### SOURCE EXTRACT
□ □ □ □ □ □ □

Internet art (also known as net art) is a form of new media art distributed via the Internet. This form of art circumvents the traditional dominance of the physical gallery and museum system. In many cases, the viewer is drawn into some kind of interaction with the work of art. Artists working in this manner are sometimes referred to as net artists.

Net artists may use specific social or cultural internet traditions to produce their art outside of the technical structure of the internet. Internet art is often — but not always — interactive, participatory, and multimedia-based. Internet art can be used to spread a message, either political or social, using human interactions.

The term Internet art typically does not refer to art that has been simply digitized and uploaded to be viewable over the Internet, such as in an online gallery.
Rather, this genre relies intrinsically on the Internet to exist as a whole, taking advantage of such aspects as an interactive interface and connectivity to multiple social and economic cultures and micro-cultures, not only web-based works.

New media theorist and curator Jon Ippolito defined "Ten Myths of Internet Art" in 2002. He cites the above stipulations, as well as defining it as distinct from commercial web design, and touching on issues of permanence, archivability, and collecting in a fluid medium.

History and context
Internet art is rooted in disparate artistic traditions and movements, ranging from Dada to Situationism, conceptual art, Fluxus, video art, kinetic art, performance art, telematic art and happenings.

□ □ □ □ □ □ □

### SHORT TASK A
Rewrite the stretch of the Internet art passage from "Internet art (also" through "using human interactions.", swapping "museum" for "exhibition hall".
### SHORT TASK B
According to the Internet art passage, who defined "Ten Myths of Internet Art" in 2002?
### SHORT TASK C
What comes next in the passage on Internet art? Continue it from its final sentence.
The records have no role in any of this.

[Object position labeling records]
□ □ □ □ □ □ □

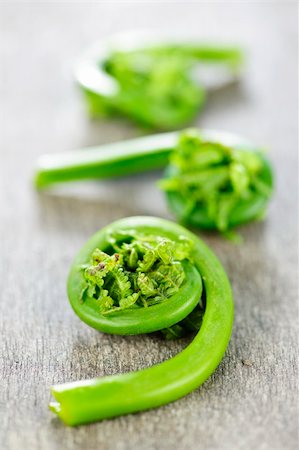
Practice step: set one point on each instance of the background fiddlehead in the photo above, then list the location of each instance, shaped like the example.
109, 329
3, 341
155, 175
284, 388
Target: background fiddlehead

□ □ □ □ □ □ □

### WRITTEN ANSWER A
Internet art (also known as net art) is a form of new media art distributed via the Internet. This form of art circumvents the traditional dominance of the physical gallery and exhibition hall system. In many cases, the viewer is drawn into some kind of interaction with the work of art. Artists working in this manner are sometimes referred to as net artists.

Net artists may use specific social or cultural internet traditions to produce their art outside of the technical structure of the internet. Internet art is often — but not always — interactive, participatory, and multimedia-based. Internet art can be used to spread a message, either political or social, using human interactions.

### WRITTEN ANSWER B
Jon Ippolito, a new media theorist and curator.

### WRITTEN ANSWER C
In 1974, Canadian artist Vera Frenkel worked with the Bell Canada Teleconferencing Studios to produce the work String Games: Improvisations for Inter-City Video, the first artwork in Canada to use telecommunications technologies.

An early telematic artwork was Roy Ascott's work, La Plissure du Texte,
performed in collaboration created for an exhibition at the Musée d'Art Moderne de la Ville de Paris in 1983.

In 1985, Eduardo Kac created the animated videotex poem Reabracadabra for the Minitel system.

Media art institutions such as Ars Electronica Festival in Linz, or the Paris-based IRCAM (a research center for electronic music), would also support or present early networked art. In 1996, Helen Thorington founded Turbulence.org, an online platform for commissioning and exhibiting net art, and hosting multi location networked performances. in 1991 Wolfgang Staehle founded the important experimental platform such as The Thing. in 1994 entrepreneur John Borthwick and curator Benjamin Weil produced artworks online by Doug Aitken, Jenny Holzer and others on Adaweb and In 1997 MIT's List Visual Arts Center hosted "PORT: Navigating Digital Culture," which included internet art in a gallery space and "time-based Internet projects." Artists in the show included Cary Peppermint, Prema Murthy, Ricardo Dominguez, Helen Thorington, and Adrianne Wortzel. 

Also in 1997 internet art was exhibited at documenta X (directed by Catherine David), with curator Simon Lamunière. The 10 projects presented simultaneously in Kassel and online were those of Matt Mullican, Antoni Muntadas, Holger Friese, Heath Bunting, Felix Stefan Huber & Philip Pocock, Herve Graumann, Jodi, Martin Kippenberger and Carsten Höller among others.

In 2000 the Whitney Museum of American Art included net art in their Biennial exhibit. It was the first time that internet art had been included as a special category in the Biennial, and it marked one of the earliest examples of the inclusion of internet art in a museum setting. Internet artists included Mark Amerika, Fakeshop, Ken Goldberg, etoy and ®™ark.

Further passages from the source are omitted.